Write out every single entry exactly.
-------- Records for this exercise --------
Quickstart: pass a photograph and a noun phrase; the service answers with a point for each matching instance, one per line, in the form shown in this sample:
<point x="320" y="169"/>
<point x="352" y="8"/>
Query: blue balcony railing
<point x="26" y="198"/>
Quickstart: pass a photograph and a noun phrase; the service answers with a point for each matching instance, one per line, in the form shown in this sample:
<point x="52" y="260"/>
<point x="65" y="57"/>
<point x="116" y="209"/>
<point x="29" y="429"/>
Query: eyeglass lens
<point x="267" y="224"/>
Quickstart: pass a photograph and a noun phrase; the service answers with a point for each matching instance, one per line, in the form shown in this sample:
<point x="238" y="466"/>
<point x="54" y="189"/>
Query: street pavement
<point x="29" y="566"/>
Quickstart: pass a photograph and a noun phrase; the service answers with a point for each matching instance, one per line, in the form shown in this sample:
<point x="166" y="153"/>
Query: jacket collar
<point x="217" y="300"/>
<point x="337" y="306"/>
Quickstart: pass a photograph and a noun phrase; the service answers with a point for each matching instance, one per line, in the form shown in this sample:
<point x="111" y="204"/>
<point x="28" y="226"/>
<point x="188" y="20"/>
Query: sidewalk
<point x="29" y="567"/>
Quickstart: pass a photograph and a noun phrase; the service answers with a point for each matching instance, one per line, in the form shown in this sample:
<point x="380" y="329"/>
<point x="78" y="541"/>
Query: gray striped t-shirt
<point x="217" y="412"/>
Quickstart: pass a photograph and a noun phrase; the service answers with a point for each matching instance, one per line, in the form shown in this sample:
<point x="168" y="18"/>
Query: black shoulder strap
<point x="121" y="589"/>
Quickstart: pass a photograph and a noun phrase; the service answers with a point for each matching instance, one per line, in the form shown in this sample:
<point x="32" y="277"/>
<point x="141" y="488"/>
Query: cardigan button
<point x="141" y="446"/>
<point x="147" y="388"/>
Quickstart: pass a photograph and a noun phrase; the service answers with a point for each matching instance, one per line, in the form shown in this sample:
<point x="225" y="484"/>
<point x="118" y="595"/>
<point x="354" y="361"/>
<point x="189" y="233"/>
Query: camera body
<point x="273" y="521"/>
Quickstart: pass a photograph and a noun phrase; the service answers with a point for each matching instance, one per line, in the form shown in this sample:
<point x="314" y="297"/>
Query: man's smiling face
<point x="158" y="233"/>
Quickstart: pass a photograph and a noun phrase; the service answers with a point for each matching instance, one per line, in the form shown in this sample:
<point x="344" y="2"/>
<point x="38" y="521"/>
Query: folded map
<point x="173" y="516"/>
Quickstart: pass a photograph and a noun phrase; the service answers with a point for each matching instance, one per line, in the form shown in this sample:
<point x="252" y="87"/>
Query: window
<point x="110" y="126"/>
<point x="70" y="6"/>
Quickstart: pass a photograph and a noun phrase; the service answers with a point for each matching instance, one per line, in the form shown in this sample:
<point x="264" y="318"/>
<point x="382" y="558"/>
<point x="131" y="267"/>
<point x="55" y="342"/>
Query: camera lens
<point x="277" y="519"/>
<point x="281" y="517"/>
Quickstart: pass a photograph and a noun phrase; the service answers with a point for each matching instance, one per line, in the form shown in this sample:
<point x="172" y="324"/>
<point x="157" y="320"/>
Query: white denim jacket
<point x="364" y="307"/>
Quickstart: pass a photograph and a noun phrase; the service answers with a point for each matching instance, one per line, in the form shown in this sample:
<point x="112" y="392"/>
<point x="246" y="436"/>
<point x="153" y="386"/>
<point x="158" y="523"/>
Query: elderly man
--------
Exercise solution >>
Quickstart: pass a photograph and a noun phrase; the service answers with a point for each matching instance, one per line, in the form shown in this sample:
<point x="320" y="169"/>
<point x="352" y="8"/>
Query: blue balcony railing
<point x="26" y="198"/>
Quickstart: pass a photograph and a noun phrase; the service answers with a point for each matching instance, one per line, in the form shown in this sample:
<point x="52" y="260"/>
<point x="65" y="57"/>
<point x="116" y="209"/>
<point x="29" y="429"/>
Query: eyeglass lens
<point x="267" y="224"/>
Quickstart: pass a photograph and a noun phrase; the service answers with a point for each matching instance, one per line, in the form shown in this sample:
<point x="238" y="466"/>
<point x="54" y="189"/>
Query: street pavement
<point x="29" y="566"/>
Quickstart: pass a photograph and a noun phrase; the service answers with a point for each matching instance, one per line, in the form shown in this sample:
<point x="166" y="153"/>
Query: jacket collar
<point x="217" y="300"/>
<point x="337" y="306"/>
Quickstart: pass a photograph and a noun phrase; the service answers with a point for each matching instance, one per line, in the form shown in this sample:
<point x="111" y="204"/>
<point x="28" y="226"/>
<point x="188" y="20"/>
Query: sidewalk
<point x="29" y="567"/>
Quickstart: pass a photograph and a noun phrase; the service answers with a point for each matching instance, one per line, in the form shown in this sample:
<point x="380" y="329"/>
<point x="78" y="541"/>
Query: gray striped t-shirt
<point x="217" y="412"/>
Quickstart: pass a photograph and a noun phrase; the service answers with a point for each matching instance, one per line, in the form shown in this sample:
<point x="168" y="18"/>
Query: black shoulder strap
<point x="121" y="589"/>
Quickstart: pass a photograph and a noun phrase; the service answers with a point for each matching instance, one per line, in the form shown in this sample:
<point x="32" y="277"/>
<point x="141" y="488"/>
Query: cardigan button
<point x="141" y="446"/>
<point x="147" y="388"/>
Quickstart: pass a photograph and a noun phrase; the service answers with a point for each matching instance, one per line, in the form shown in this sample:
<point x="225" y="484"/>
<point x="118" y="595"/>
<point x="354" y="361"/>
<point x="189" y="233"/>
Query: camera body
<point x="273" y="521"/>
Quickstart: pass a photograph and a noun phrase; the service answers with a point for each matching instance, one per line, in the form shown in this sample:
<point x="314" y="297"/>
Query: man's smiling face
<point x="158" y="233"/>
Quickstart: pass a photograph and a noun phrase; the service answers with a point for each matching instance, one per line, in the form shown in this sample:
<point x="344" y="2"/>
<point x="38" y="521"/>
Query: folded map
<point x="173" y="516"/>
Quickstart: pass a photograph and a noun phrase; the service answers with a point for each matching instance, one per line, in the form shown in this sample:
<point x="252" y="87"/>
Query: window
<point x="110" y="126"/>
<point x="70" y="6"/>
Quickstart: pass a photograph and a noun phrase; the service answers with a point for each matching instance, one per line, in the form shown in this sample:
<point x="264" y="318"/>
<point x="382" y="558"/>
<point x="131" y="267"/>
<point x="55" y="342"/>
Query: camera lens
<point x="277" y="519"/>
<point x="281" y="517"/>
Quickstart: pass a photograph and a noun phrase; the service answers with a point for each matching instance, one per line, in the form shown in this sample:
<point x="172" y="324"/>
<point x="157" y="320"/>
Query: white denim jacket
<point x="364" y="307"/>
Quickstart: pass a photograph and a noun phrase; the service answers with a point for each matching instance, one per line, in the form shown in this sample:
<point x="112" y="392"/>
<point x="246" y="436"/>
<point x="153" y="386"/>
<point x="158" y="523"/>
Query: elderly man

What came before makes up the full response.